» Исходный документ
Его называют легендой российской фотожурналистики. Кадры Дмитрия Донского обошли весь мир. Ради его снимка однажды даже остановили тираж «Пари Матч». У него 161 международная награда. Он единственный в России обладатель престижного международного титула Excellence FIAP.
Полжизни снимал спорт. Потом ушел в политику — стал «личником» первого Президента России Бориса Ельцина, по сути, его тенью.
За каждой фотографией своя история — порой на грани фола.
Показал голую задницу!
— Дмитрий Абрамович, вы же родной племянник знаменитого советского режиссера Марка Донского. В него пошли ершистым характером?
— Я жил у него с 15 лет. Когда он сделал «Воспитание чувств» — мелодраму о любви учительницы Варвары (актриса Вера Марецкая) и революционера Сергея (его играл Даниил Сагал), был сначала показ для райкома партии. Там есть сцена, в которой героиня Марецкой спрашивает своим низким голосом Сергея: «Это кто такой, твой Ленин?» Секретарь райкома потребовал этот кусочек вырезать, а дядька мой уперся: «Ни за что!» Даже угроза, что придется положить на стол партбилет, на него не подействовала! А директор студии ему сказал: «Марк, я беру на себя! Везем в Кремль показывать Сталину!» Усатый был в восхищении. Но договорились заранее ничего не говорить секретарю райкома.
— Интрига, однако!
— А в четыре утра в нашей квартире звонок. Я спал в кабинете дядьки и схватил трубку параллельного телефона, а там голос: «Марк Семенович? С вами хотят поговорить!» Слышу в трубке кашель курильщика: «Не могу уснуть. Но я придумал другое название для вашего фильма — «Сельская учительница». До сих пор это покашливание помню. На следующий день заседание в райкоме. В перерыве жена секретаря, завотделом культуры, берет дядьку под руку: «Марк Семенович! Ну что вы себе жизнь портите? Картина-то хорошая. Вырежьте эту сцену!» — «Я знаю, что хорошая, — отвечает Марк, — она очень понравилась Иосифу Виссарионовичу, и будет идти под названием, которое он сам предложил, — «Сельская учительница». Секретарь чуть не задохнулся: «Я секретарь райкома!» А дядька приспустил штаны и голую задницу ему показал: «Вот ты какой секретарь!!» А знаете, почему его из Москвы в Киев, на киностудию Довженко, отправили?
— Понятия не имею.
— Мой дядька считал, что его самый лучший фильм — «Алитет уходит в горы», он его сделал в 1950 году. В зале на просмотре были Сталин и Берия. Когда зажегся свет, Лаврентий обернулся к дядьке и сказал: «Два солнца одновременно всходить не могут!» (с грузинским акцентом). В фильме про Сталина ничего не было. На следующий день Марк уехал в Киев…
— А вы, я слышала, однажды ухитрились подраться с личным фотографом Цзян Цзэминя во время официальных переговоров на высшем уровне в Кремле, на глазах у обоих президентов чуть ли не врукопашную пошли!

» Предоставленный перечень
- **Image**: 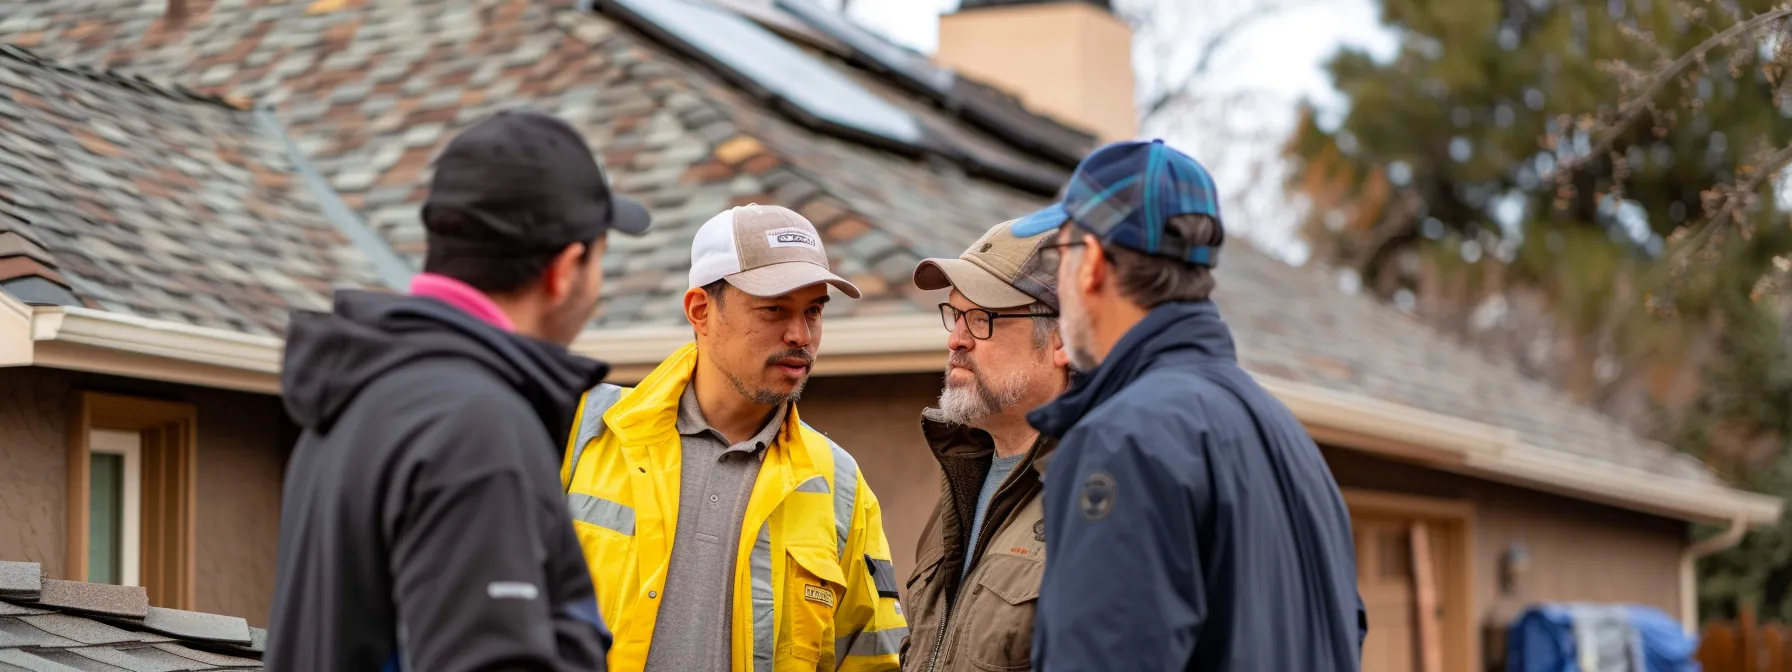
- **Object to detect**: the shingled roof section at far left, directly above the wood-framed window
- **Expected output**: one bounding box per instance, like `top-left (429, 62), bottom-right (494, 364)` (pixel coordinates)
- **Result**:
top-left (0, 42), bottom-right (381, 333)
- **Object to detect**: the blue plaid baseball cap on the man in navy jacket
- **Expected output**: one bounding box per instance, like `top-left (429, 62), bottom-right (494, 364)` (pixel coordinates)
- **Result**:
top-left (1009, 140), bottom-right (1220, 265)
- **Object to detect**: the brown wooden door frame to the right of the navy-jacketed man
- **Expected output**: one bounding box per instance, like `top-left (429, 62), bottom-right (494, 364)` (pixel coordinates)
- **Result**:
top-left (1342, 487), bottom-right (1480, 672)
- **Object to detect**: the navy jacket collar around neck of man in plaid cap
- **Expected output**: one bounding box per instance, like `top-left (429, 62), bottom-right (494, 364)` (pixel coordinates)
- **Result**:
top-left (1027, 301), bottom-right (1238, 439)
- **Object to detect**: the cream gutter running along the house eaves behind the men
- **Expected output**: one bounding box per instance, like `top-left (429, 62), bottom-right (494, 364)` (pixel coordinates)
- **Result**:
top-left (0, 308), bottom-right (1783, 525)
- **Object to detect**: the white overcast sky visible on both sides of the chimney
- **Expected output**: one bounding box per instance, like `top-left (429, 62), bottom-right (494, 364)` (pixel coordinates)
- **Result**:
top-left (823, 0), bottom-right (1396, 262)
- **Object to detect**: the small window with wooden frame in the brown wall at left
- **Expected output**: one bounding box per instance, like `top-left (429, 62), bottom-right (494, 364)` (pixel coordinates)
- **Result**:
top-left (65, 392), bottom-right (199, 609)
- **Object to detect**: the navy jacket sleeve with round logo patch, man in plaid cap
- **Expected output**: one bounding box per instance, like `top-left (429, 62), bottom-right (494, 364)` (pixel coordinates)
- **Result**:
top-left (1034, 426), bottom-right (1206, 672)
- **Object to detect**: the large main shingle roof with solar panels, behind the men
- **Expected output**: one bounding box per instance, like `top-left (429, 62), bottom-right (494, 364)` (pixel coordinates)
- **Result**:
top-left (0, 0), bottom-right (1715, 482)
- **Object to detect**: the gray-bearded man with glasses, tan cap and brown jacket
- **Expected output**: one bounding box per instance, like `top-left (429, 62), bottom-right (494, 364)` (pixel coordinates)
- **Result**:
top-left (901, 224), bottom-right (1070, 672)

» Вопросы по материалу
1 – Сколько международных наград у Дмитрия Донского, согласно исходному документу?
2 – Чем, согласно исходному документу, Марк Донской объяснил жене секретаря райкома свой отказ вырезать сцену из фильма?
Перечень не имеет отношения к исходному документу.

» Ответы по номерам
1 – У Дмитрия Донского 161 международная награда.

2 – Он ответил, что знает, что картина хорошая, и что она очень понравилась Иосифу Виссарионовичу. Кроме того, фильм будет идти под названием «Сельская учительница», которое тот предложил сам.